WHAT NEEDS TO BE DONE: Transcribe precisely those lines of the listing that fall between the line containing "Q: For every instance of the truck" and the last line, inclusive of both.

[Dataset records about object locations]

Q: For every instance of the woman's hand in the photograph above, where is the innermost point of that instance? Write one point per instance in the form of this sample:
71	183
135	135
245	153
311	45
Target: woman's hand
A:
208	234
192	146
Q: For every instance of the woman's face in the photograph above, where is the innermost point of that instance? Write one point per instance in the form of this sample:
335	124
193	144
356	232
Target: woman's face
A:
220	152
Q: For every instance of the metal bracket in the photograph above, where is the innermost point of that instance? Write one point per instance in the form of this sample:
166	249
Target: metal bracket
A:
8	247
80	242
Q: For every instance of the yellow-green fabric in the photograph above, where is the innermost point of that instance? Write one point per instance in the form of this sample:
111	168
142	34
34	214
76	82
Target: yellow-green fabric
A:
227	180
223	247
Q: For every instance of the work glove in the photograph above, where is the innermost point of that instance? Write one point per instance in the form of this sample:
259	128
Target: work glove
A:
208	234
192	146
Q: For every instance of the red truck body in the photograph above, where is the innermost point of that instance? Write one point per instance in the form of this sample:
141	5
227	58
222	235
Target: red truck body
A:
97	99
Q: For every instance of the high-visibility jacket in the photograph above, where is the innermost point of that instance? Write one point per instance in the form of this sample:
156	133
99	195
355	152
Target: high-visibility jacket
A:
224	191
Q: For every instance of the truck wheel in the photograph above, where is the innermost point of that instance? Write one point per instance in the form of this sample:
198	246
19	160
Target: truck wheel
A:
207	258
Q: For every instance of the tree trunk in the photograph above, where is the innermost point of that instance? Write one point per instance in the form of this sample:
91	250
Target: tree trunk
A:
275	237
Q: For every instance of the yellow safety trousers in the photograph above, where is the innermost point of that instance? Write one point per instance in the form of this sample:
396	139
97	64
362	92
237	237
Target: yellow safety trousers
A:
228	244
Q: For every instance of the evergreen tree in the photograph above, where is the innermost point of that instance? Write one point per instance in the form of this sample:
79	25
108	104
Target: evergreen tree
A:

OUTPUT FOR THIS TASK:
Q: For every instance of the truck wheel in the photograph above, where is the innermost point of that instance? Write one point per instance in the form of this sample:
198	246
19	160
Target: truck wheel
A:
207	258
Q: For every instance of the tree trunk in the photograph above, where is the innermost point of that instance? Write one point per instance in the form of this sample:
91	250
Target: tree trunk
A:
275	237
Q: For every instance of the yellow safety trousers in the photograph above, where is the innermost point of that instance? Write one point per instance in the form of this sample:
396	139
97	64
362	92
237	237
Target: yellow safety trousers
A:
228	244
Q: For every instance of the evergreen tree in the photograph above, where is the innermost point of that instance? Write one point per instance in the form of this sample:
79	25
108	104
Target: evergreen tree
A:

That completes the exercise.